▸ **TEXT FOR ANALYSIS**
A silver lining has emerged during the current coronavirus pandemic. Animal shelters are reporting that their kennel doors are being flung open wide as pets are quickly adopted by those wanting to bond with a special friend.

“Furry friends give comfort to people in times of need, especially when we are dealing with fear, frustration and confusion. It gives a sense of self-worth to people knowing that they are making a positive difference,” said Angie Davis, executive director of Teller County Regional Animal Shelter.

Kennels at TCRAS are being kept open at this time providing a “give-give” opportunity for pets and people who are willing to step up and adopt them. Further information about fostering and adopting pets in Teller County can be found at tcrascolorado.org.

“Teller County is such a community supportive area,” Davis said. “We can’t do it without them. … Financial support is a huge relief for any nonprofit organization and our supporters have not let us down. Consequently, we have been able to move forward.”

Stored data entries
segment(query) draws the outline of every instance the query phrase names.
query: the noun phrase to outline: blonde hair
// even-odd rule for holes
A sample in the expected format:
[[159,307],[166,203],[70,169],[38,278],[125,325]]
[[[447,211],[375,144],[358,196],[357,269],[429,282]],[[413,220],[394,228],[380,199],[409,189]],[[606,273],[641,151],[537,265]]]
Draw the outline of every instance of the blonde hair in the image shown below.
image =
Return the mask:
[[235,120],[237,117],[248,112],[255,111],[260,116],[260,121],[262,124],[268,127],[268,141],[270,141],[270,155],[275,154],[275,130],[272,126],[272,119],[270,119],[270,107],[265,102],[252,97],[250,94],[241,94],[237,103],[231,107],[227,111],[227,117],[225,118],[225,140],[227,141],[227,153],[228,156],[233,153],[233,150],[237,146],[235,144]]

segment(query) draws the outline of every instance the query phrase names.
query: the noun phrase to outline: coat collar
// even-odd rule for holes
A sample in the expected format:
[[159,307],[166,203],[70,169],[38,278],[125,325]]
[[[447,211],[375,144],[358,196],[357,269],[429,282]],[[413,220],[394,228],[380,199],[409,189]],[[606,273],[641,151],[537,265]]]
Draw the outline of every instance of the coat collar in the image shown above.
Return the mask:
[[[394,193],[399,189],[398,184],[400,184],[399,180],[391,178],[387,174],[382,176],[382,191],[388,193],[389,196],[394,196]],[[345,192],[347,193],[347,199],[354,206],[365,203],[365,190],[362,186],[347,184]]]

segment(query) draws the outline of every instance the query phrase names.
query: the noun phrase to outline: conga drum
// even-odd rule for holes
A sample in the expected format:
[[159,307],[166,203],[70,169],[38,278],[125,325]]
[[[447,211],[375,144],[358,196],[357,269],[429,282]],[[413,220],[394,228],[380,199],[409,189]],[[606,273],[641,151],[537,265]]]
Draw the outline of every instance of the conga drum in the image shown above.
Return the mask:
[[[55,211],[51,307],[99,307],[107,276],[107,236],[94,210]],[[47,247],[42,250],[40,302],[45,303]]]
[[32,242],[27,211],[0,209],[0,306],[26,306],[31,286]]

▸ **QUESTIONS ON THE MATERIAL**
1 - Name the feelings that Davis, in the article about pet adoptions during the pandemic, says people are dealing with.
2 - Copy out the passage of the article about pet adoptions during the pandemic from "A silver lining" to "found at tcrascolorado.org.", word for word.
The entries were drawn from a separate source and have nothing to do with the text.

▸ **RESPONSES PER TASK**
1 - Fear, frustration, and confusion.

2 -
A silver lining has emerged during the current coronavirus pandemic. Animal shelters are reporting that their kennel doors are being flung open wide as pets are quickly adopted by those wanting to bond with a special friend.

“Furry friends give comfort to people in times of need, especially when we are dealing with fear, frustration and confusion. It gives a sense of self-worth to people knowing that they are making a positive difference,” said Angie Davis, executive director of Teller County Regional Animal Shelter.

Kennels at TCRAS are being kept open at this time providing a “give-give” opportunity for pets and people who are willing to step up and adopt them. Further information about fostering and adopting pets in Teller County can be found at tcrascolorado.org.